RECORD LIST |
^^^^^^^^^^^^^^^^

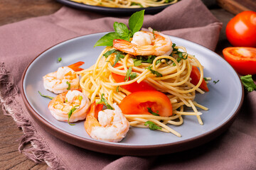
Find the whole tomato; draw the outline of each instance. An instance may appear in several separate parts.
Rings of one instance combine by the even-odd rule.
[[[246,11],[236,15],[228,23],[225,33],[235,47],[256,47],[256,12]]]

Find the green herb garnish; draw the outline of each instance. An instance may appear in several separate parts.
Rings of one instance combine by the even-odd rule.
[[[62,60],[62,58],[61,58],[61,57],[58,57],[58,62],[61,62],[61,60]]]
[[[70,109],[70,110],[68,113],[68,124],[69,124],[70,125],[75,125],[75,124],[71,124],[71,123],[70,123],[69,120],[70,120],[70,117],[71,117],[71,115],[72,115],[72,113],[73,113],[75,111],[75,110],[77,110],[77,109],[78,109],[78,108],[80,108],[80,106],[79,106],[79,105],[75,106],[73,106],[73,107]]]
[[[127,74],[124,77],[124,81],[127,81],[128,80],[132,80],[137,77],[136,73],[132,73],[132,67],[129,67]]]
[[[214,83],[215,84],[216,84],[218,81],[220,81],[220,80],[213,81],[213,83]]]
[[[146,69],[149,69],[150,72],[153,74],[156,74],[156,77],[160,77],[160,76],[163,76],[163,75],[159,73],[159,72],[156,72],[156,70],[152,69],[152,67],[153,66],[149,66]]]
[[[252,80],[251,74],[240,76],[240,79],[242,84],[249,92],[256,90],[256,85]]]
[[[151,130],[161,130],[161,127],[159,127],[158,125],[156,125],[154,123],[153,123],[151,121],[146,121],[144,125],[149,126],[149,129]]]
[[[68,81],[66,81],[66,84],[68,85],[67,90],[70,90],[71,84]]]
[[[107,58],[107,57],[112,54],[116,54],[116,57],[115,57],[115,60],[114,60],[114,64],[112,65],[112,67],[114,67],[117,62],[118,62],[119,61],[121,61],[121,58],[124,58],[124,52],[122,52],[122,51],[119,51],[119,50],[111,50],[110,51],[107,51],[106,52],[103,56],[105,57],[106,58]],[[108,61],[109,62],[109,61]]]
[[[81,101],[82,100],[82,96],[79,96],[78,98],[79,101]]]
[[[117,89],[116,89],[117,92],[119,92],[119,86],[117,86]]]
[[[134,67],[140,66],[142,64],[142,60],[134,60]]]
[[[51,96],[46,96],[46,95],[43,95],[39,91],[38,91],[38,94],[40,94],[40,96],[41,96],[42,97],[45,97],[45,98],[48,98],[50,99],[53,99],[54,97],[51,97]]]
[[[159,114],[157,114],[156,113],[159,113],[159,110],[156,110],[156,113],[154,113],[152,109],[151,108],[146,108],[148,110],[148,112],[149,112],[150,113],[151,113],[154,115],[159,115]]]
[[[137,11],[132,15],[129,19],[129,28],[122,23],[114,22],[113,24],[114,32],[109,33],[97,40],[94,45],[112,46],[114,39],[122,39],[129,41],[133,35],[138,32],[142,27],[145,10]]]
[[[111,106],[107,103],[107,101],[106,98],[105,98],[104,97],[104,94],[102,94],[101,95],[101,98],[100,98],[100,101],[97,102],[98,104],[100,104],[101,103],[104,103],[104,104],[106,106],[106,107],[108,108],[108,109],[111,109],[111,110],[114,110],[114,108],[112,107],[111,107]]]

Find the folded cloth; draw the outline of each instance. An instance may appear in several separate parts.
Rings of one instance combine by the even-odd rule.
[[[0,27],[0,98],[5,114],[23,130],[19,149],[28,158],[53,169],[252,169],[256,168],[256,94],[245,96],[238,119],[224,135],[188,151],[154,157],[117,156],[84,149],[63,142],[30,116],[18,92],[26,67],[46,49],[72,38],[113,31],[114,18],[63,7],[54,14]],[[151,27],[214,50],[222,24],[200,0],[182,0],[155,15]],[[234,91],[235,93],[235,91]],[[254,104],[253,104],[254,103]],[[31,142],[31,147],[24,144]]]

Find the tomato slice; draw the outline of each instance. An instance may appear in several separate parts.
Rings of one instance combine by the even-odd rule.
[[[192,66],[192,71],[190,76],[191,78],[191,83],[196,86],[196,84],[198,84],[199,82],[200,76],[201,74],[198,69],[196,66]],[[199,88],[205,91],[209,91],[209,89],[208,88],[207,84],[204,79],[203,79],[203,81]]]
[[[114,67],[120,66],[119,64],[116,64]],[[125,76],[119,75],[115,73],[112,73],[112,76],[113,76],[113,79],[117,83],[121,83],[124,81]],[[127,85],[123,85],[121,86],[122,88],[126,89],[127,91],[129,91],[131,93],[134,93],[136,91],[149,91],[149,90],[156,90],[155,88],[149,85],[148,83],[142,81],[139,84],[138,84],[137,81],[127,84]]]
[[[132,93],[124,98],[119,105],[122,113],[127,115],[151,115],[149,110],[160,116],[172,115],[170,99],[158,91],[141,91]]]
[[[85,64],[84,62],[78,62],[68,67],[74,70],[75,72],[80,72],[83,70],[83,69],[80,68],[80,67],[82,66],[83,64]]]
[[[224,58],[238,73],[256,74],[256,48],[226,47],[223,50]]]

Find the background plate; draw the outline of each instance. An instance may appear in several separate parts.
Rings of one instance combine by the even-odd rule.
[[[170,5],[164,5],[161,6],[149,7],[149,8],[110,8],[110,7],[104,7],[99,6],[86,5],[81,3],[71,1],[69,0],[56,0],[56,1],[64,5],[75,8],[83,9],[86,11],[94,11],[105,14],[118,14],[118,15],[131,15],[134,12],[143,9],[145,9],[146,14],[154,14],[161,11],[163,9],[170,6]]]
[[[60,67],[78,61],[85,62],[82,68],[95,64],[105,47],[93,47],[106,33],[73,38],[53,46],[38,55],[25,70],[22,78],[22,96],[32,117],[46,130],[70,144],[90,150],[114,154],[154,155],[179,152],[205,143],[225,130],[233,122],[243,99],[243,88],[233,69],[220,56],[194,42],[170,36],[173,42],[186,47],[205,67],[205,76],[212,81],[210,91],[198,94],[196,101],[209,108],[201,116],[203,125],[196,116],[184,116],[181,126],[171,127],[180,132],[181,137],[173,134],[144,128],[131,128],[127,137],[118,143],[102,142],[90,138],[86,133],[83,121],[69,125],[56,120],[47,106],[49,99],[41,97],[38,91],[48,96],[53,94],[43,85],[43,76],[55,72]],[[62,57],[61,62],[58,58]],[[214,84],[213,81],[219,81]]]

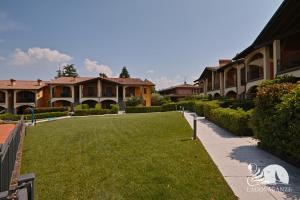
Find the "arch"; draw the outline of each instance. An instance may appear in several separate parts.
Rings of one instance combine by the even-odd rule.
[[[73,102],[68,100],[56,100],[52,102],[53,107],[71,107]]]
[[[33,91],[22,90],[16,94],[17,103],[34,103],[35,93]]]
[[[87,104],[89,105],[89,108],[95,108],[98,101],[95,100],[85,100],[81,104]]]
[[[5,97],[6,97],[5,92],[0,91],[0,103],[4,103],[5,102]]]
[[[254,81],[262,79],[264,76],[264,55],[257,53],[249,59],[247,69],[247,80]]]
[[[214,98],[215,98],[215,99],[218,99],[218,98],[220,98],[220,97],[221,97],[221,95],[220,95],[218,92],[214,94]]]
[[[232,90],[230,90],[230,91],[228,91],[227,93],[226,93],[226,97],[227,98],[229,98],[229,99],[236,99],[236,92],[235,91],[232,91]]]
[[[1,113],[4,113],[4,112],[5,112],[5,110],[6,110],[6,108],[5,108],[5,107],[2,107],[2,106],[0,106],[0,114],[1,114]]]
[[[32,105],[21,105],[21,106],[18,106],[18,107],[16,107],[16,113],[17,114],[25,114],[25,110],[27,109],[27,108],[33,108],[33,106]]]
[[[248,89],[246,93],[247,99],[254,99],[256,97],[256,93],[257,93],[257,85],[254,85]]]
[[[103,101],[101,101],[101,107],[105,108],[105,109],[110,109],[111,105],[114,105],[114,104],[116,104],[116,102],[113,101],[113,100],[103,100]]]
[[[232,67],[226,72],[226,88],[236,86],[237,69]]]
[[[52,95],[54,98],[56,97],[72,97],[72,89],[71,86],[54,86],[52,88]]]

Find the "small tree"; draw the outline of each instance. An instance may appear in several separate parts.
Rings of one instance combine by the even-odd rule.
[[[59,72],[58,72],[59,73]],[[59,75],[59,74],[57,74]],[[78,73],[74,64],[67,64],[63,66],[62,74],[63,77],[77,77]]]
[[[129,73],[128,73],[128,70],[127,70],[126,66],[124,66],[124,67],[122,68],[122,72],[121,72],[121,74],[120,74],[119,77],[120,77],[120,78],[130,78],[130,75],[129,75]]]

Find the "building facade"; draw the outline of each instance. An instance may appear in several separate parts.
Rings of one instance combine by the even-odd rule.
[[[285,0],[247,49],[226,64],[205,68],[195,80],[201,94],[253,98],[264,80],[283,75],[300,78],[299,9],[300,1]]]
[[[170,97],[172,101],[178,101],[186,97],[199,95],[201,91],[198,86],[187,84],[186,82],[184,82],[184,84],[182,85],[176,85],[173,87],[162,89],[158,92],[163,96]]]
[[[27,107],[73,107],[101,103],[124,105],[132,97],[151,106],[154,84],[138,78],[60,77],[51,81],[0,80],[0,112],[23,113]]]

^^^^^^^^^^^^^^^^

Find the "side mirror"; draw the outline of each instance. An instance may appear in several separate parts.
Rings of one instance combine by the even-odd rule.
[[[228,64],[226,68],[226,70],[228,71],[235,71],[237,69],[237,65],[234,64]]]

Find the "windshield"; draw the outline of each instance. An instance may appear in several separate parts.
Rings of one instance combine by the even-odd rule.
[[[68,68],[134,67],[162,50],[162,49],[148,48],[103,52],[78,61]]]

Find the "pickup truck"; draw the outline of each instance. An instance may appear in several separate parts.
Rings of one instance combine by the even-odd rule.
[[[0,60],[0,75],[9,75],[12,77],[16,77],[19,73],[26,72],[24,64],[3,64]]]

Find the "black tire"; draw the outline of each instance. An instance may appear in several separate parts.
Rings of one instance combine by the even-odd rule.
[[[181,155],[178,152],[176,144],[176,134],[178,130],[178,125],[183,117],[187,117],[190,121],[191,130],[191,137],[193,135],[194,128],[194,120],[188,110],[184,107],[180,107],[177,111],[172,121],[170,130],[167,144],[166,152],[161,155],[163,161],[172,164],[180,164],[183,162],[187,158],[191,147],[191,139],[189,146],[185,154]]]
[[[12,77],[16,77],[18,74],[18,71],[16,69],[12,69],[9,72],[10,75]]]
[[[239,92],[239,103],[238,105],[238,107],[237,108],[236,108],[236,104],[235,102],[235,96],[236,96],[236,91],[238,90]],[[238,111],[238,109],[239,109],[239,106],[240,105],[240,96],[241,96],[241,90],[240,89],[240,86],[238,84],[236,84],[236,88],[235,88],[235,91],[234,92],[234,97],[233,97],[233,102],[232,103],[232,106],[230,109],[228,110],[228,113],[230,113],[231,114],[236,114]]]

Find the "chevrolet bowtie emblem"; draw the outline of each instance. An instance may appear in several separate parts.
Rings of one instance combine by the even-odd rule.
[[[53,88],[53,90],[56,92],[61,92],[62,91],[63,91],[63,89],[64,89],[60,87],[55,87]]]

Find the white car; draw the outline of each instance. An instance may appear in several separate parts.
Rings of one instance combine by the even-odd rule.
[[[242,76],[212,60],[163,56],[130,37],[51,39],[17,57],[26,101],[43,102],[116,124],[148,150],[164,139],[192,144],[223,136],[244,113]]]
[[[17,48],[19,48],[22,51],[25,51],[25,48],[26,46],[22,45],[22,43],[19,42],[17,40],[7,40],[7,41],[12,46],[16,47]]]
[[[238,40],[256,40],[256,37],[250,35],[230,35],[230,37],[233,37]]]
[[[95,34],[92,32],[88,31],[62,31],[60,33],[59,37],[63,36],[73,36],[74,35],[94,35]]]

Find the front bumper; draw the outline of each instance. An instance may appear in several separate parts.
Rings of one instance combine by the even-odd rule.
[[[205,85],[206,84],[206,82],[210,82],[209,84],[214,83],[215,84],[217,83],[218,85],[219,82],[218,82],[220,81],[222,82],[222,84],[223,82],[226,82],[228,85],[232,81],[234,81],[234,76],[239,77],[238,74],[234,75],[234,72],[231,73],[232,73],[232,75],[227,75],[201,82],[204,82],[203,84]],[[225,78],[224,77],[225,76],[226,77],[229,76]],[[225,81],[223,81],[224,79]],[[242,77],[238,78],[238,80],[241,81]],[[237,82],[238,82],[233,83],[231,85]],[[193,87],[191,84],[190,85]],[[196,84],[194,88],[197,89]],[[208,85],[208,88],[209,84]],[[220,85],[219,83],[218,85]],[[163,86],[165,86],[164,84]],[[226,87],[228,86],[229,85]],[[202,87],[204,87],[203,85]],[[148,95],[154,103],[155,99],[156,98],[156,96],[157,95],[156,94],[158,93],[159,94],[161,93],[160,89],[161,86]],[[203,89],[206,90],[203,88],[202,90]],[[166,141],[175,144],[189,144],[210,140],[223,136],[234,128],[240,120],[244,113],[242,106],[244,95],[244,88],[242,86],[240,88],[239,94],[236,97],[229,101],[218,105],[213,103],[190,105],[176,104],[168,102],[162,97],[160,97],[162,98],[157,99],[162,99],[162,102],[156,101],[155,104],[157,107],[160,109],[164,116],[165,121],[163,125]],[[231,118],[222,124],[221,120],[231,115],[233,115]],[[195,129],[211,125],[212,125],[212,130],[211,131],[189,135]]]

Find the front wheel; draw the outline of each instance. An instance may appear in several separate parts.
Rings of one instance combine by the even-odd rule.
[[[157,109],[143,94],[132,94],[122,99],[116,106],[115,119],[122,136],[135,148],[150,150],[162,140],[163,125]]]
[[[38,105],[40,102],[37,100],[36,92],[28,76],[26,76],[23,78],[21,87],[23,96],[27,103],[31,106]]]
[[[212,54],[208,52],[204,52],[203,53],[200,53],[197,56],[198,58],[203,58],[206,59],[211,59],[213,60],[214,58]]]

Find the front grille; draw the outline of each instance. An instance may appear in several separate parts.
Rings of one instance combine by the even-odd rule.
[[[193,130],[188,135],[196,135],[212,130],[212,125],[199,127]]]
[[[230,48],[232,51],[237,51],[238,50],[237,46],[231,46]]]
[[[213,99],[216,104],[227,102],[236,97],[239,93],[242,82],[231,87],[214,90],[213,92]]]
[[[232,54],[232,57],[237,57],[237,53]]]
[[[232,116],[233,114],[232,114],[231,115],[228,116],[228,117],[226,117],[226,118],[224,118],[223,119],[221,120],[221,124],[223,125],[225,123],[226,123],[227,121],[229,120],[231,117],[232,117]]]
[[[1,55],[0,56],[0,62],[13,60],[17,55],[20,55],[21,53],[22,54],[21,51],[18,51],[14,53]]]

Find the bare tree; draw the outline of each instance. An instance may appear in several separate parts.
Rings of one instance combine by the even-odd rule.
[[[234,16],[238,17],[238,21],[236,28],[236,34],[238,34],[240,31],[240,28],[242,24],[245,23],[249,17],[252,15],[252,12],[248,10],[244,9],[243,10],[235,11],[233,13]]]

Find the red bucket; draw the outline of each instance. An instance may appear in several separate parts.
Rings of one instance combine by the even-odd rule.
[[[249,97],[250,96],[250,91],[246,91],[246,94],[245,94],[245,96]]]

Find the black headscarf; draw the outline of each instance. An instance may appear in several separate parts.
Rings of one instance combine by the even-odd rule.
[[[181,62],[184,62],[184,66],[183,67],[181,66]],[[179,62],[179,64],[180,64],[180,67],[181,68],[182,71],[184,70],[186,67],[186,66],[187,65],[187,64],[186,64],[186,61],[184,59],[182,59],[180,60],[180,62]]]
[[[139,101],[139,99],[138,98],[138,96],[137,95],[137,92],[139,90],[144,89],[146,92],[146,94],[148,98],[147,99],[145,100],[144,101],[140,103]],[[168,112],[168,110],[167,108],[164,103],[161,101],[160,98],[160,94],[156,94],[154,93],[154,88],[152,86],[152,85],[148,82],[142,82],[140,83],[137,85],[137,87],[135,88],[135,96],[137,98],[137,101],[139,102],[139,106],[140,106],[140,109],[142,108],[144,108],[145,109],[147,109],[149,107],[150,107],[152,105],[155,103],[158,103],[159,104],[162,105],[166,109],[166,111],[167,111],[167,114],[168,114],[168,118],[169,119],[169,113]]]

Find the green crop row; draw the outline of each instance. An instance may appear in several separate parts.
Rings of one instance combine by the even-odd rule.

^^^^^^^^^^^^^^^^

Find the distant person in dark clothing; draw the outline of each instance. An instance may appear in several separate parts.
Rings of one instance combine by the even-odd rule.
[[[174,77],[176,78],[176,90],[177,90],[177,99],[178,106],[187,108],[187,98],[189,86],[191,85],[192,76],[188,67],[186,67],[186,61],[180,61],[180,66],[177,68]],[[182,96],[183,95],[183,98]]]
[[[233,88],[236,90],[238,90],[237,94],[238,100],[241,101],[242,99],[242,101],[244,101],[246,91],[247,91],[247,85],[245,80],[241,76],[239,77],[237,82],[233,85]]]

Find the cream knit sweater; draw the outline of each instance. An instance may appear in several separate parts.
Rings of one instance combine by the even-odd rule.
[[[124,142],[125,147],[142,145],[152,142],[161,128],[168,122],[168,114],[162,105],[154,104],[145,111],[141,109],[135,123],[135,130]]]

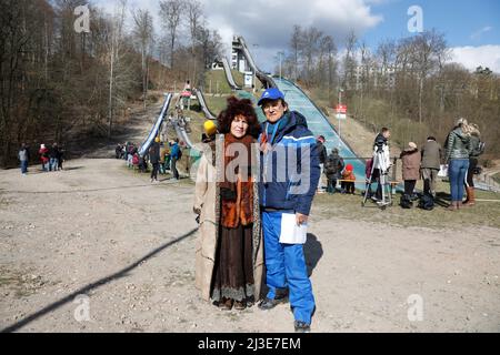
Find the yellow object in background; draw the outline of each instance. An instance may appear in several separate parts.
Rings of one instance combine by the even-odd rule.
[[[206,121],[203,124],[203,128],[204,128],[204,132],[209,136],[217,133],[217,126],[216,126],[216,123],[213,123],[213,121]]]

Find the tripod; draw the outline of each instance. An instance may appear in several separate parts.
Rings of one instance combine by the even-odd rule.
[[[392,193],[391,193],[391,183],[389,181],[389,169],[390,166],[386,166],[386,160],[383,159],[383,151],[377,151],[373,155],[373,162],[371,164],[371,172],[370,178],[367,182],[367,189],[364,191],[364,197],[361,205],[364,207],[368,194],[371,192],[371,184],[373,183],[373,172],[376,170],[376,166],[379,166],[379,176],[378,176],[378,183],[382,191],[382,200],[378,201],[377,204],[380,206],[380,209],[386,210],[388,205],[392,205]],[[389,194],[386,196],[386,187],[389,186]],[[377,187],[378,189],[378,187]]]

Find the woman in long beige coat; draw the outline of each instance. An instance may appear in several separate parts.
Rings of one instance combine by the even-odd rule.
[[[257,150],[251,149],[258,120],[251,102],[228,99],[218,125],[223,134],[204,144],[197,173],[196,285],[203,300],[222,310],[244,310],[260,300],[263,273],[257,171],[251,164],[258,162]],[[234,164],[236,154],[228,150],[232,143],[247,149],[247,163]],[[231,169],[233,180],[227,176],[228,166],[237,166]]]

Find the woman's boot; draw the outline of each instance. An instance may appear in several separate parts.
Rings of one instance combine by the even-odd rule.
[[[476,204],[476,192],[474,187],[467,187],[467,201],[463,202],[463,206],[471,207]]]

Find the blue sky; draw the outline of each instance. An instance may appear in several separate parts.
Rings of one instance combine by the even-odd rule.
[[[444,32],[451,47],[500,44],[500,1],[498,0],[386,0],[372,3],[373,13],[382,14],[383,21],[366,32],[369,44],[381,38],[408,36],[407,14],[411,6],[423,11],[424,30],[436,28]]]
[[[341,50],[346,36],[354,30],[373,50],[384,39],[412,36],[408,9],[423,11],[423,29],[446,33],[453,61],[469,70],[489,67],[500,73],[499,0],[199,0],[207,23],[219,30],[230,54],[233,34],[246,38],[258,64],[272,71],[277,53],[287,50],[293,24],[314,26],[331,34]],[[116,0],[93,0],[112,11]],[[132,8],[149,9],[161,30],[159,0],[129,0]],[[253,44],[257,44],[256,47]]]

^^^^^^^^^^^^^^^^

PROBLEM DESCRIPTION | Convert the records from the line containing "Find the front grille;" down through the line containing "[[[230,48],[232,51],[237,51],[238,50],[237,46],[231,46]]]" into a two-column CSV with the columns "request" and "answer" and one row per request. Put each field in quotation marks and replace line breaks with spaces.

COMPLETED EXERCISE |
request,answer
"Find the front grille; draw the outline of each instance. An instance may appear in several separate parts. Rings of one instance combine by the even-odd rule.","[[[193,130],[188,135],[196,135],[212,130],[212,125],[199,127]]] [[[230,48],[232,51],[237,51],[238,50],[237,46],[231,46]]]"